▶ **The exercise**
Translate this sentence from the Cheers episode discussion into Spanish: "The relationship between Sam and Diane is odd at this point."

▶ **Text block**
-*-*-

I know that we said last week that we were going to be watching some Seinfeld, and believe me when I say we really wanted to, but sadly it is not available anywhere! And so rather than getting caught by the piracy-torrent police, we opted for a sitcom of equal value that encourages more drinking: Cheers!
It's way too early to be in the holiday spirit; however, we decided to go with the episode "Thanksgiving Orphans" from the fifth season. While this season overall isn't the show's best, it has some pivotal moments, the repeated proposal by Sam to Diane, Carla is introduced to Eddie LeBec the hockey player, and the eventual departure of Diane from the show.
In "Thanksgiving Orphans," much of the gang realizes that they have nowhere to be for the holiday and so it is suggested by Diane that they all gather at Carla's new house. Diane won't be joining them as she has been invited to the home of one of her literature professors. Sam, Woody, Cliff, Frasier, and even Norm who gets in a big fight with his elusive wife Vera over going to Carla's to spend the holiday, all gather for some turkey and football. Eventually, Diane shows up and the evening turns into a huge mess, literally.
ABBY: This show never fails to crack me up, even if this season was overall somewhat poor, this episode is filled with amazing one-liners. What did you guys think?
JEF: I'm just happy to see a Thanksgiving dinner without the word "Obama" thrown around. They could have eaten in abject, stony silence and would have called it a masterpiece of fantasy and wonder. But yeah, it was funny.
PETE: I only ever watched Cheers in syndication (it was "that show my Mom watched" when I was in high school). Every episode I saw, it always annoyed me that people constantly got up to leave the bar without finishing their beers.
ABBY: The relationship between Sam and Diane is odd at this point. If you recall, at the beginning of this season he proposed and she declined. He dates other people, she does and eventually he proposes again. But in this episode he is so nasty to her. It's an odd character choice, no?
JEF: Maybe it's because she's as annoying as athlete's foot? She micromanages people's personal lives, and then runs off to have a brain crush on an English professor. She's like some kind of hipster super-villain. I'm with Sam.
PETE: I've only ever proposed once, and she ill-advisedly said yes, but I can imagine being rejected - repeatedly - can sting, especially when the asker is a malignant narcissist like Sam Malone.
ABBY: Sam is not the only one mean to Diane, obviously Carla, but Frasier as well. She really gets dumped on this episode, but then, maybe she deserves it for being so obnoxious?
JEF: I did think that the abuse from Frasier was a little strange, considering how he starts the episode basically trying to ruin Woody's good time. I was kind of hoping Diane would shut that down. The least she can do with the faux-intelligentsia act is to give word-piledrivers to a shrink.

-*-*-

▶ **Image object location rows**
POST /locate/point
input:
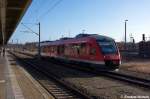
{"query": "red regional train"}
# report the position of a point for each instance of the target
(93, 49)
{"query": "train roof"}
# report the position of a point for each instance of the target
(81, 38)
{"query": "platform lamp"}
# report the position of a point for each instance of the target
(125, 34)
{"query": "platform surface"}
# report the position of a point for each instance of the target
(16, 83)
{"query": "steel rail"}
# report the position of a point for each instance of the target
(111, 74)
(73, 91)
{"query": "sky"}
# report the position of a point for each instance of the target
(67, 18)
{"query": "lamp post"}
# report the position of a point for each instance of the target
(39, 36)
(125, 34)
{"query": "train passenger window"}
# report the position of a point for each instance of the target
(93, 51)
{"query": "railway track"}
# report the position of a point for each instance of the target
(55, 86)
(111, 74)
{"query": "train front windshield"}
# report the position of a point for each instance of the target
(108, 47)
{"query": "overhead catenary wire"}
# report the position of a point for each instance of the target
(50, 9)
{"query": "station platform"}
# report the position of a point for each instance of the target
(17, 83)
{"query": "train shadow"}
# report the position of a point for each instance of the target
(60, 71)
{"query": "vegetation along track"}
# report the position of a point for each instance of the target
(111, 74)
(55, 86)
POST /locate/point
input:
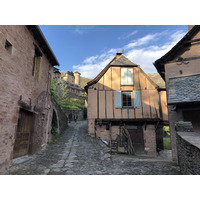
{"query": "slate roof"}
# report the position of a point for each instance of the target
(184, 89)
(123, 61)
(118, 61)
(159, 64)
(38, 35)
(156, 78)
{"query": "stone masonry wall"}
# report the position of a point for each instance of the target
(16, 81)
(188, 147)
(150, 140)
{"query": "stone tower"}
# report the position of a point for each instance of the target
(77, 78)
(69, 76)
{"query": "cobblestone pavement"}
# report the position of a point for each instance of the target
(75, 152)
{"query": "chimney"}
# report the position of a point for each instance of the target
(190, 27)
(77, 78)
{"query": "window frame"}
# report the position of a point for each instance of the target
(123, 92)
(8, 46)
(36, 62)
(126, 84)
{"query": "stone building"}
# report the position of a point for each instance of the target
(180, 68)
(122, 94)
(26, 62)
(73, 81)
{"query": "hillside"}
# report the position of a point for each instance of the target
(84, 82)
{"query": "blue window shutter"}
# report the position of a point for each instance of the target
(118, 99)
(136, 98)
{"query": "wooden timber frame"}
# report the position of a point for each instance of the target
(103, 112)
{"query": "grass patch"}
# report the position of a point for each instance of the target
(167, 143)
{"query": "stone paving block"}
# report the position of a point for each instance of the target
(77, 153)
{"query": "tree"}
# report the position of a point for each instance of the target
(59, 90)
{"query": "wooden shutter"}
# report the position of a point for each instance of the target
(126, 76)
(118, 99)
(129, 76)
(136, 98)
(123, 76)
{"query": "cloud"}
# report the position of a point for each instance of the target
(144, 40)
(82, 29)
(127, 35)
(143, 51)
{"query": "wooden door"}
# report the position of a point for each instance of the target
(22, 140)
(137, 138)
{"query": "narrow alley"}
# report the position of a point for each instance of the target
(76, 153)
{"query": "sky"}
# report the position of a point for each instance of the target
(89, 48)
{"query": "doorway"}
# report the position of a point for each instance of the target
(137, 138)
(24, 128)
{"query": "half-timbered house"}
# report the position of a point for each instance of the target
(123, 97)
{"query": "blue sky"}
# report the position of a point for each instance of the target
(89, 48)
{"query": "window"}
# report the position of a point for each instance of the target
(36, 63)
(127, 99)
(8, 46)
(126, 76)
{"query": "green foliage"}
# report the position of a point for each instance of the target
(60, 94)
(84, 113)
(167, 143)
(59, 90)
(166, 130)
(54, 130)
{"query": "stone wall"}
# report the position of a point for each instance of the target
(184, 89)
(18, 84)
(188, 148)
(77, 112)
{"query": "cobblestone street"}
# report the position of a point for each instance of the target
(75, 152)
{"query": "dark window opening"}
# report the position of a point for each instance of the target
(36, 63)
(8, 46)
(19, 123)
(126, 98)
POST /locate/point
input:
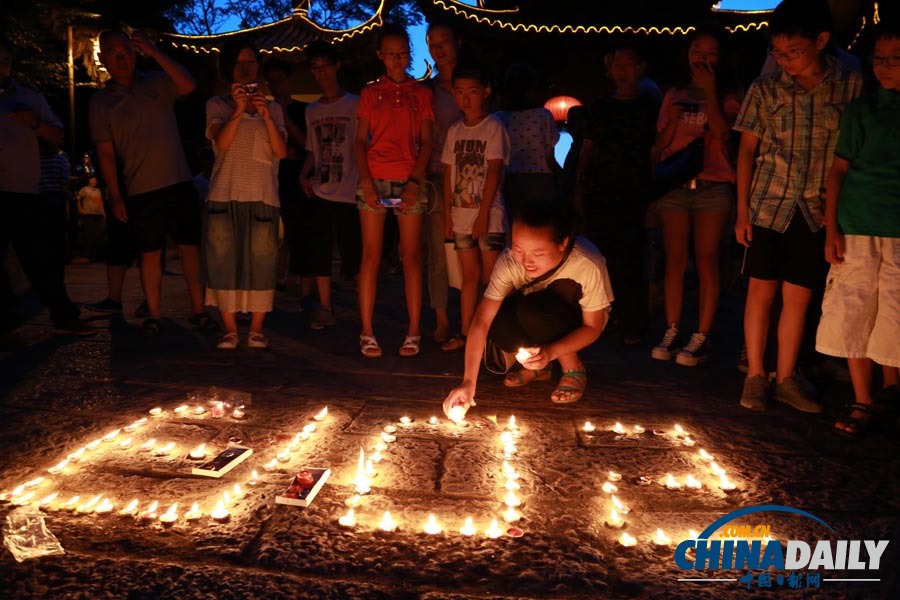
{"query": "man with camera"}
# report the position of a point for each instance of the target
(134, 129)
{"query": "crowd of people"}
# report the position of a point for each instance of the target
(803, 164)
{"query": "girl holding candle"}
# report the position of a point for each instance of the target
(549, 293)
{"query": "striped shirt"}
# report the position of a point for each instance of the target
(797, 131)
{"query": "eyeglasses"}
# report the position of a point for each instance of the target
(888, 61)
(789, 55)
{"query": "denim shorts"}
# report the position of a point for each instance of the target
(490, 241)
(392, 188)
(709, 195)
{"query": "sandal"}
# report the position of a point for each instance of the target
(202, 321)
(852, 427)
(522, 377)
(573, 391)
(228, 341)
(410, 346)
(151, 328)
(457, 342)
(369, 347)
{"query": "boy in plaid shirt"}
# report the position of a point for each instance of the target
(789, 124)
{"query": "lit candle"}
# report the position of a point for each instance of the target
(70, 503)
(661, 538)
(164, 450)
(219, 513)
(493, 531)
(129, 510)
(614, 520)
(194, 514)
(139, 423)
(150, 513)
(89, 505)
(457, 414)
(432, 527)
(468, 528)
(170, 516)
(619, 506)
(361, 481)
(46, 500)
(523, 355)
(349, 519)
(511, 515)
(387, 522)
(105, 507)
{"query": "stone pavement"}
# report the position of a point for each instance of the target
(60, 394)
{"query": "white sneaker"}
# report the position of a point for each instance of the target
(257, 340)
(228, 341)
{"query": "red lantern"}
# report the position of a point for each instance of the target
(559, 107)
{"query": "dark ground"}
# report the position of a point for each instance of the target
(60, 394)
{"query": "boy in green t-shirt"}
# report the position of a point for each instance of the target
(861, 309)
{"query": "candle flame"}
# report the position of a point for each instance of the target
(431, 526)
(387, 522)
(468, 527)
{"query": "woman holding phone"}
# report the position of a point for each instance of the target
(395, 120)
(704, 106)
(241, 228)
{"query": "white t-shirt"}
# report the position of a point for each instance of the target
(330, 133)
(533, 135)
(584, 271)
(467, 150)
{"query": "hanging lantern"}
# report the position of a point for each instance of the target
(559, 107)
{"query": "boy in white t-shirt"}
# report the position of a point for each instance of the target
(476, 150)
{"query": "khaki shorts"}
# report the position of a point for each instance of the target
(861, 309)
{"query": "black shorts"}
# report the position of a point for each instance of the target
(120, 250)
(173, 210)
(796, 256)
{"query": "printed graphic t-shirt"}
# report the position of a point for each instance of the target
(330, 132)
(467, 150)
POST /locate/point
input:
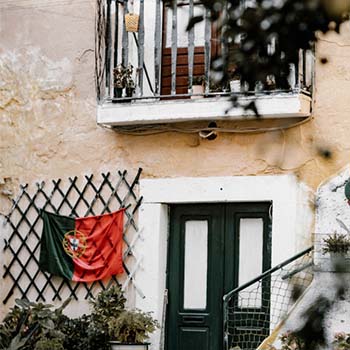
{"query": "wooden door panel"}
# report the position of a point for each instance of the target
(194, 338)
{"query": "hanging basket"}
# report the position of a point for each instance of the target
(132, 22)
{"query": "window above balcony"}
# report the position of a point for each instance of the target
(157, 72)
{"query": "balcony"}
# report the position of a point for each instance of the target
(149, 74)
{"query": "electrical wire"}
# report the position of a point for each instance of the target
(46, 5)
(159, 129)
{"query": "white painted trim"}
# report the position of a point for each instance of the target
(291, 221)
(287, 105)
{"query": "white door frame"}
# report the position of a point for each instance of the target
(291, 221)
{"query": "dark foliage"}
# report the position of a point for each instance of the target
(265, 36)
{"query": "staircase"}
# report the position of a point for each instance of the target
(253, 311)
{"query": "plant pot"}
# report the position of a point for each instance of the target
(118, 92)
(235, 85)
(197, 89)
(129, 92)
(340, 262)
(132, 22)
(115, 345)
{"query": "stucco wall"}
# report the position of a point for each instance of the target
(48, 112)
(47, 109)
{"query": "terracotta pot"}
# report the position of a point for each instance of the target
(115, 345)
(340, 262)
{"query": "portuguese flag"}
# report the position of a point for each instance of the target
(82, 249)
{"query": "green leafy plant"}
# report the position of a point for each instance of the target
(132, 326)
(341, 341)
(336, 243)
(82, 334)
(108, 303)
(49, 344)
(290, 341)
(27, 323)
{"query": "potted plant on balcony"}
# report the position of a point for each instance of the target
(198, 86)
(129, 82)
(130, 330)
(119, 80)
(338, 246)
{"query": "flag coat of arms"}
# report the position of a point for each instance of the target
(82, 249)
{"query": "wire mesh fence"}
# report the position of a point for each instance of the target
(76, 197)
(252, 311)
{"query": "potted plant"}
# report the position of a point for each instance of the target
(131, 329)
(129, 82)
(198, 86)
(337, 245)
(341, 341)
(119, 80)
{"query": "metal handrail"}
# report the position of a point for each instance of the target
(227, 297)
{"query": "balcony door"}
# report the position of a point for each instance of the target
(182, 47)
(212, 249)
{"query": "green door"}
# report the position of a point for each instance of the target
(204, 263)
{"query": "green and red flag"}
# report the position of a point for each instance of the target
(82, 249)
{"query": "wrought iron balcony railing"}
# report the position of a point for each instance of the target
(143, 52)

-*-*-

▶ **Solution for this problem**
La relación entre Sam y Diane es extraña en este punto.